:: Extracted entries

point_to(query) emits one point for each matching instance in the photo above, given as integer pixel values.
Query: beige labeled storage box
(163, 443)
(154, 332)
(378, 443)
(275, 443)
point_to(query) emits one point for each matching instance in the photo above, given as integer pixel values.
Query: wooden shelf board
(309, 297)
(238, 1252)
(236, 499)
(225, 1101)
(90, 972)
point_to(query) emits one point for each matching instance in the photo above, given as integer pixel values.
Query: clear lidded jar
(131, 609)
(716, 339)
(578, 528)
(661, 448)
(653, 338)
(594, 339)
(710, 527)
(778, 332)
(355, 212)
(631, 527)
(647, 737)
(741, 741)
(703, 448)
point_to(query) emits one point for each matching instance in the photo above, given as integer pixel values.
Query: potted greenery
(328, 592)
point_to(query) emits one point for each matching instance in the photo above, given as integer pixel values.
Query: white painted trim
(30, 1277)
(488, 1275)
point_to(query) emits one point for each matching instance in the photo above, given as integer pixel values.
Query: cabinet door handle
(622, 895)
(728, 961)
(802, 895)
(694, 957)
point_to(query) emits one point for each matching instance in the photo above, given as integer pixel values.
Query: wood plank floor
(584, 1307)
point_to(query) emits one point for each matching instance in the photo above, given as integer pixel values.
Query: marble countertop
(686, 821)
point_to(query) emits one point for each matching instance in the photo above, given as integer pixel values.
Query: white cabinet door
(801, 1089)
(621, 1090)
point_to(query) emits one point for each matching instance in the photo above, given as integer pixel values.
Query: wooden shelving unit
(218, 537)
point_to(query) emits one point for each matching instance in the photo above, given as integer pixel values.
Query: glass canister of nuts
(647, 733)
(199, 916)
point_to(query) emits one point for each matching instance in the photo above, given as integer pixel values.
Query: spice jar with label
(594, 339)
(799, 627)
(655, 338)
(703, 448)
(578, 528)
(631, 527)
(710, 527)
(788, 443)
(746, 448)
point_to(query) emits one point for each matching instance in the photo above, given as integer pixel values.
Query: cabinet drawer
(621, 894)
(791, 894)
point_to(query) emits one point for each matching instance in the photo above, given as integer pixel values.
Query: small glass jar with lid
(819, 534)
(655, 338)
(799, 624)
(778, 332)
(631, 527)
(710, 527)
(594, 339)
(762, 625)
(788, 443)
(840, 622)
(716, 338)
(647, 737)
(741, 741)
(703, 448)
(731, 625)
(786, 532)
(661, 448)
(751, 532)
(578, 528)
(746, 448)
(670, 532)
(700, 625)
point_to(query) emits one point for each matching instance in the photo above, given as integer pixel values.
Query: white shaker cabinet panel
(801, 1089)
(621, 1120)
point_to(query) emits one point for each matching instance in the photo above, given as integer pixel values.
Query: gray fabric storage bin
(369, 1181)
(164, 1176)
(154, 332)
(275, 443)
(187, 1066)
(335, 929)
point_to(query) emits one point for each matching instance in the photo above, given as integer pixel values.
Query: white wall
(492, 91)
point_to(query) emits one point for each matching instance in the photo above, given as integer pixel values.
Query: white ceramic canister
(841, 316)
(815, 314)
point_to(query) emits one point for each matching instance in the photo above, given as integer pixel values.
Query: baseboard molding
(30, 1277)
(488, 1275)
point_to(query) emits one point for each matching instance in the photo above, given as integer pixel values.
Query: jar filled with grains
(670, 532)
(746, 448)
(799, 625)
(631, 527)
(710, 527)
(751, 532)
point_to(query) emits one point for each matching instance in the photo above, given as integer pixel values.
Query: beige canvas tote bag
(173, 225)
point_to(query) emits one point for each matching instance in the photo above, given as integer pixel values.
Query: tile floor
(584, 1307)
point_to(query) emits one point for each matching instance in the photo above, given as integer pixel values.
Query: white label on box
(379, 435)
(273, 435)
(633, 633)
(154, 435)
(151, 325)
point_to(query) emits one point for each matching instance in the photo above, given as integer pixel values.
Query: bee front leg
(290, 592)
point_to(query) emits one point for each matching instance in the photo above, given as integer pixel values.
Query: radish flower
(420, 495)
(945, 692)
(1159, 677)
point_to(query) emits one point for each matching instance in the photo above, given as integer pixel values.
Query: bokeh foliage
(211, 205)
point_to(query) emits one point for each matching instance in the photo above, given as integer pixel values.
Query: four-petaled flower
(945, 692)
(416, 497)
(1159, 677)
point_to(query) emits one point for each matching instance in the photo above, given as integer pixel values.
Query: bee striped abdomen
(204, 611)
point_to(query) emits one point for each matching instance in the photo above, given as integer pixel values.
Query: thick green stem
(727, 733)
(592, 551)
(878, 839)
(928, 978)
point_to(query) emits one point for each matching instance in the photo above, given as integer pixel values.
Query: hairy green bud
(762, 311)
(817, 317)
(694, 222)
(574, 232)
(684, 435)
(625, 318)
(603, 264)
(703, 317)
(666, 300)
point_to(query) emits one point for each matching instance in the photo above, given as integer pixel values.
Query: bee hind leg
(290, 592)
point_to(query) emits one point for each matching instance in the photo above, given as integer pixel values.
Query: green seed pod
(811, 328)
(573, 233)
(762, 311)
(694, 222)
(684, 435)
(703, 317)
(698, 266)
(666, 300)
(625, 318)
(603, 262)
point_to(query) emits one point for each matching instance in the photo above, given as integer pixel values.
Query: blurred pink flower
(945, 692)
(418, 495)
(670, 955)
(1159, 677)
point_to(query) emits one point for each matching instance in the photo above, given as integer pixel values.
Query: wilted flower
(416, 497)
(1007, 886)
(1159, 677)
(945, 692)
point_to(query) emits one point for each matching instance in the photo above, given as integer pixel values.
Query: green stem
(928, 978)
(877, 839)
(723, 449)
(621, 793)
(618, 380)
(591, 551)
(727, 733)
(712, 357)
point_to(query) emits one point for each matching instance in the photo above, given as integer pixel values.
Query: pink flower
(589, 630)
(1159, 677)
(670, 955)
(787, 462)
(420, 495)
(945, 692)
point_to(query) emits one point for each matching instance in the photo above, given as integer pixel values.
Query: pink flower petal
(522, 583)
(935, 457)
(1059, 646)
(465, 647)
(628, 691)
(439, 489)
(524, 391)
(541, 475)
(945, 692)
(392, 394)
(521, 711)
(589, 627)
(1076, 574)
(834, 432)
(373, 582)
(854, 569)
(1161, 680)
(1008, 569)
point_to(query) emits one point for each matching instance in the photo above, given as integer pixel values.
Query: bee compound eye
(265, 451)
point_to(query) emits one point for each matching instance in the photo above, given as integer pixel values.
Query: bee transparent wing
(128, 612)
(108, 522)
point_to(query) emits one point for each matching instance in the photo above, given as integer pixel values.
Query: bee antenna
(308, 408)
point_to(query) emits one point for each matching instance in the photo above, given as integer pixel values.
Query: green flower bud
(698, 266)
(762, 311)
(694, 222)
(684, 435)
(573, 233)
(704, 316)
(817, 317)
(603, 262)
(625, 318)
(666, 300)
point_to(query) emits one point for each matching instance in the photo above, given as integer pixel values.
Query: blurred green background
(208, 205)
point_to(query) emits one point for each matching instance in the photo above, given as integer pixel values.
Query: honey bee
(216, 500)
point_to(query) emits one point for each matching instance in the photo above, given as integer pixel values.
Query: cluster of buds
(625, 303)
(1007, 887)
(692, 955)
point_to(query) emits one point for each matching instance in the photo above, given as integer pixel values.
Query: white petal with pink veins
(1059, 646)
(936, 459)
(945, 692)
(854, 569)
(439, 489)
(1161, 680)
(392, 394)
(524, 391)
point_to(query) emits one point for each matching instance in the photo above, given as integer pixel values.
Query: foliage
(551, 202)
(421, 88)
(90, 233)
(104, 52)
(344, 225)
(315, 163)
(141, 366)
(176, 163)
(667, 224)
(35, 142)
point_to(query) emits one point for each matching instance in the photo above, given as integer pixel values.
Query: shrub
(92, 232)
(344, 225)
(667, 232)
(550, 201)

::::

Written task:
Give a word-for-word copy of the records.

Written solution:
point_to(query) emits one point for each matching instance in the photo above, given as integer pixel values.
Query: beige labeled storage box
(163, 443)
(154, 332)
(378, 443)
(275, 443)
point_to(query) emits one point for each matching instance in the photo above, given as integer pixel values.
Query: wooden shelf board
(309, 297)
(238, 1252)
(236, 499)
(225, 1101)
(90, 972)
point_to(query) emits one point for each matching instance in the photo above, given as integer pixel values.
Query: clear lidded jar
(131, 609)
(716, 339)
(578, 528)
(661, 448)
(653, 338)
(594, 339)
(710, 527)
(778, 332)
(355, 212)
(631, 527)
(647, 737)
(741, 741)
(703, 448)
point_to(query) emits one point for each matching instance in the photo above, given as integer pixel values.
Query: potted greenery
(328, 592)
point_to(query) emits one point for each matching instance in the photo above, given as integer pixel values.
Query: white painted trim
(30, 1277)
(488, 1275)
point_to(query) emits one point for each matching instance in the photo above, given as integer pixel values.
Query: cabinet door handle
(622, 895)
(728, 961)
(802, 895)
(694, 957)
point_to(query) emits one point for each matching instance in the photo above, given as integer pixel values.
Query: wood plank floor
(584, 1307)
point_to(query) emits one point for each matching instance in the photo above, given as integer pixel values.
Query: marble countertop
(686, 821)
point_to(query) emits one point for each matching instance in the photo above, given as integer pixel values.
Query: white cabinet door
(801, 1089)
(621, 1090)
point_to(query) emits one point for each matching instance in the photo above, given as integer pixel values.
Query: wooden shelving unit
(218, 537)
point_to(query) emits one point for each matching instance in the photo above, given as integer pixel values.
Query: glass canister of nuts
(647, 733)
(199, 916)
point_to(query) emits one point for each matching instance in the photo above, given as integer pixel values.
Query: spice jar with label
(594, 339)
(799, 627)
(655, 338)
(703, 448)
(578, 528)
(631, 527)
(710, 527)
(788, 443)
(746, 448)
point_to(query) emits one point for each matching instance in the photo above, given as integer pixel values.
Query: cabinet drawer
(621, 894)
(791, 894)
point_to(query) emits one point for each matching instance in the photo above, given as integer pixel values.
Query: small glass jar with lid
(819, 534)
(655, 338)
(799, 624)
(778, 332)
(631, 527)
(710, 527)
(594, 339)
(762, 625)
(788, 443)
(840, 622)
(716, 338)
(647, 737)
(741, 741)
(703, 448)
(731, 625)
(786, 532)
(661, 448)
(751, 532)
(578, 528)
(746, 448)
(670, 532)
(700, 625)
point_to(query) emits one point for each matching instance in the photo above, given as integer pixel values.
Query: white shaker cabinet panel
(801, 1089)
(621, 1120)
point_to(query) emits one point for each matching instance in the photo above, given as integer pixel values.
Query: gray fabric storage bin
(369, 1181)
(164, 1176)
(154, 332)
(275, 443)
(187, 1066)
(335, 929)
point_to(query) emits one point for each matching instance in the photo above, given as integer pixel values.
Query: white wall
(492, 91)
point_to(query) emits one point for each matching instance in the photo above, given as integer pixel values.
Query: white ceramic canister
(841, 316)
(815, 314)
point_to(query) emits one point for each matching instance in the photo above, given as integer pixel values.
Query: baseboard molding
(30, 1277)
(488, 1275)
point_to(query) emits one point for each matching instance in the photo above, given as integer pixel values.
Query: jar filled with grains
(670, 532)
(746, 448)
(799, 625)
(631, 527)
(710, 527)
(751, 532)
point_to(query) emits one point for each matching instance in the photo above, given as integer pixel values.
Query: beige canvas tote bag
(173, 225)
point_to(query) emits one point for each matching instance in the photo above, given as integer pixel values.
Query: tile floor
(584, 1307)
point_to(query) emits one point for each matching instance in the photo above, given as integer pixel values.
Query: white label on box
(379, 435)
(273, 435)
(633, 633)
(154, 435)
(151, 325)
point_to(query) emits one point for each matching instance in the photo above, given as integer pixel values.
Query: bee front leg
(290, 592)
point_to(query) emits one point for each matching instance in the photo above, given as integer pixel values.
Query: radish flower
(420, 495)
(945, 692)
(1159, 677)
point_to(query) emits one point for each matching instance in the photo above, given as integer pixel values.
Query: bokeh foliage
(211, 205)
point_to(query) emits one point for each matching instance in the photo above, given as integer pixel values.
Query: four-petaled flower
(945, 692)
(416, 497)
(1159, 677)
point_to(query) emits one point for each matching instance in the photo above, given as integer pixel values.
Query: bee striped abdomen
(204, 611)
point_to(query) emits one point for each matching instance in the photo above, given as integer pixel values.
Query: thick green stem
(727, 733)
(592, 551)
(878, 839)
(928, 978)
point_to(query) emits one point for each matching instance in the photo above, given as integer pixel values.
Query: hairy green bud
(762, 311)
(817, 317)
(694, 222)
(574, 232)
(684, 435)
(625, 318)
(603, 264)
(703, 317)
(666, 300)
point_to(query) emits one point for each matching instance in the photo above, given as integer pixel values.
Query: bee hind leg
(290, 592)
point_to(query) emits one point for each matching instance in the photo above, given as integer pixel values.
Query: green seed pod
(811, 328)
(573, 233)
(762, 311)
(694, 222)
(684, 435)
(703, 317)
(698, 266)
(666, 300)
(625, 318)
(603, 262)
point_to(query) emits one point for each matching instance in the photo above, given as integer pixel values.
Query: blurred pink flower
(945, 692)
(418, 495)
(670, 955)
(1159, 677)
point_to(query) emits one point for each matching instance in the photo above, given as integer pixel values.
Query: wilted flower
(416, 497)
(1007, 886)
(1159, 677)
(945, 692)
point_to(query) emits one point for each matching instance in the photo above, given as integer pixel values.
Query: green stem
(928, 978)
(877, 839)
(723, 449)
(621, 793)
(618, 380)
(591, 551)
(727, 733)
(712, 357)
point_to(query) emits one point for each matching instance in the photo above, given as integer pixel values.
Query: pink flower
(589, 630)
(1159, 677)
(670, 955)
(787, 462)
(420, 495)
(945, 692)
point_to(query) emits one point for each matching instance in the photo above, given as integer pixel values.
Query: pink flower petal
(522, 583)
(935, 457)
(1059, 646)
(465, 647)
(628, 691)
(439, 489)
(524, 391)
(541, 475)
(945, 692)
(392, 394)
(521, 711)
(589, 627)
(1076, 574)
(834, 432)
(373, 582)
(854, 569)
(1161, 680)
(1008, 569)
point_to(query) emits one point for each matching instance in the photo above, given as integer pixel values.
Query: bee compound eye
(265, 451)
point_to(query) emits one point for each matching instance in the photo above, given as integer pixel values.
Query: bee transparent wing
(128, 612)
(108, 522)
point_to(query) emits one point for each matching instance in the photo above, given as integer pixel values.
Query: bee antenna
(308, 408)
point_to(query) emits one point for each matching instance in the photo above, given as integer pixel values.
Query: green flower bud
(698, 266)
(762, 311)
(694, 222)
(684, 435)
(573, 233)
(704, 316)
(817, 317)
(603, 262)
(625, 318)
(666, 300)
point_to(query) emits one point for each matching instance in the photo above, given as integer pixel values.
Query: blurred green background
(208, 205)
point_to(query) emits one point for each matching instance in the photo above, given as integer pixel values.
Query: honey bee
(216, 500)
point_to(query) emits one point for each matching instance in the photo above, given as integer pixel values.
Query: cluster of buds
(625, 303)
(1007, 887)
(692, 955)
point_to(query) emits one point for each matching instance in the photo above, given as integer pixel values.
Query: white petal with pink veins
(1059, 646)
(936, 459)
(945, 692)
(854, 569)
(439, 489)
(1161, 680)
(392, 394)
(524, 391)
point_to(query) emits one point for each matching instance in the photo above, given as integer pixel values.
Query: foliage
(551, 202)
(421, 88)
(90, 233)
(104, 52)
(344, 225)
(315, 163)
(141, 366)
(176, 163)
(667, 224)
(35, 142)
point_to(query) emits one point for each matching instance in the photo above, given as integer pixel values.
Query: shrub
(92, 232)
(344, 225)
(667, 232)
(550, 201)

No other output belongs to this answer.